→ RECORDS SUPPLIED
** start **

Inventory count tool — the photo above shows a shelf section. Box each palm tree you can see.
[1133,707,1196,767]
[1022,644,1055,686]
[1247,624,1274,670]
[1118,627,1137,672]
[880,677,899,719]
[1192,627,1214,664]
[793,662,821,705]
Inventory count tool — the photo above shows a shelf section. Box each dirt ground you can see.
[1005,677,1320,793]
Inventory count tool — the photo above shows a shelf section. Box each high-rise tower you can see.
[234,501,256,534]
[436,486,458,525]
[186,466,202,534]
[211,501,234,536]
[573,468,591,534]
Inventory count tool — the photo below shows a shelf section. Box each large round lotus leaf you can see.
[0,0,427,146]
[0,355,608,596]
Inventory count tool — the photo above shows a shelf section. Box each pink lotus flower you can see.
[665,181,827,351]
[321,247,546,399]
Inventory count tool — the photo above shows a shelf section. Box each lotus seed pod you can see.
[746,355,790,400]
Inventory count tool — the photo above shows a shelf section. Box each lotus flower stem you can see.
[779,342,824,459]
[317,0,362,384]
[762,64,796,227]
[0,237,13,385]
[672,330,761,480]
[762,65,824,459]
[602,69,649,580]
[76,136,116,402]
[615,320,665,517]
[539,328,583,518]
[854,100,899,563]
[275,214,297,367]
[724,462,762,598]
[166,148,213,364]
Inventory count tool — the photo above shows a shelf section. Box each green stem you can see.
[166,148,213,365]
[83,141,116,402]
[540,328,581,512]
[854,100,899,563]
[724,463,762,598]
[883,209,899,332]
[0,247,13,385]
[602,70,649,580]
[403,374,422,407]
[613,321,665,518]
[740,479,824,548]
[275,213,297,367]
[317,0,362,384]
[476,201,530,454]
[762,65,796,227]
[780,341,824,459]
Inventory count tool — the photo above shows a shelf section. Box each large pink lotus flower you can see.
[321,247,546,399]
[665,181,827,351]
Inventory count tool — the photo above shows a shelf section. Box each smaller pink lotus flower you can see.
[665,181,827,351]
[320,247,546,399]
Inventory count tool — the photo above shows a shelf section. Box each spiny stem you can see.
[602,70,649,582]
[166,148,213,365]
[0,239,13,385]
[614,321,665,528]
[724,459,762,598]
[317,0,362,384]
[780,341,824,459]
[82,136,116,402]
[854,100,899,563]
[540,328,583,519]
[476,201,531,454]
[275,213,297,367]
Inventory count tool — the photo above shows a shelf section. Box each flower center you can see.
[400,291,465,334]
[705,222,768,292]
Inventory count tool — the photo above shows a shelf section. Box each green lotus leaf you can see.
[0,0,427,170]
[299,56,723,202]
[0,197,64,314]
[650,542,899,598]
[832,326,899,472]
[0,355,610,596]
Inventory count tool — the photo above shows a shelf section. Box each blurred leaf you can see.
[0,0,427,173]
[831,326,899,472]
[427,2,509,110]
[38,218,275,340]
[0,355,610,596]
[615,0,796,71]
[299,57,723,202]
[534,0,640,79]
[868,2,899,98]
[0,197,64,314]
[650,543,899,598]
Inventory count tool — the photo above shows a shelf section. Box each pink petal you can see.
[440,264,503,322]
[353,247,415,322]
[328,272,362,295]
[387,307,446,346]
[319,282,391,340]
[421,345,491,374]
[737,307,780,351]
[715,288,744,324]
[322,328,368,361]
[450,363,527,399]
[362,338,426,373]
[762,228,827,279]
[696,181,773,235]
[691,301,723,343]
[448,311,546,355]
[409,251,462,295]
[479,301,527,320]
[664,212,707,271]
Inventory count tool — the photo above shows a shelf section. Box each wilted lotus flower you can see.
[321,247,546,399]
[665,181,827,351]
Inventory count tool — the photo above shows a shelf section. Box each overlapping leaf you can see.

** end **

→ WHAT YOU SHOULD DO
Rescale the records starting at the line that contains "green lotus leaf you can see." and ending at the line that contains "[650,543,899,598]", both included, and give only those lines again with the requests kept in place. Multiply every box coordinate in the answers by 2.1 and round each result to a whole number, rounding halves up.

→ TASK RESULT
Inventory count tool — the photo above shows a shelf section. Box each green lotus leaf you can see.
[0,0,897,357]
[628,118,1518,424]
[0,414,134,659]
[1365,1138,1888,1256]
[1747,685,1888,991]
[0,746,1281,1252]
Inventory count tool — the photo above shows a shelf section. Box each blurred leaf you can see.
[0,0,897,363]
[1745,685,1888,991]
[897,4,1069,231]
[80,458,578,714]
[0,746,1281,1252]
[1292,0,1672,149]
[628,120,1518,424]
[1121,0,1344,166]
[1823,4,1888,206]
[0,414,134,659]
[1365,1140,1888,1256]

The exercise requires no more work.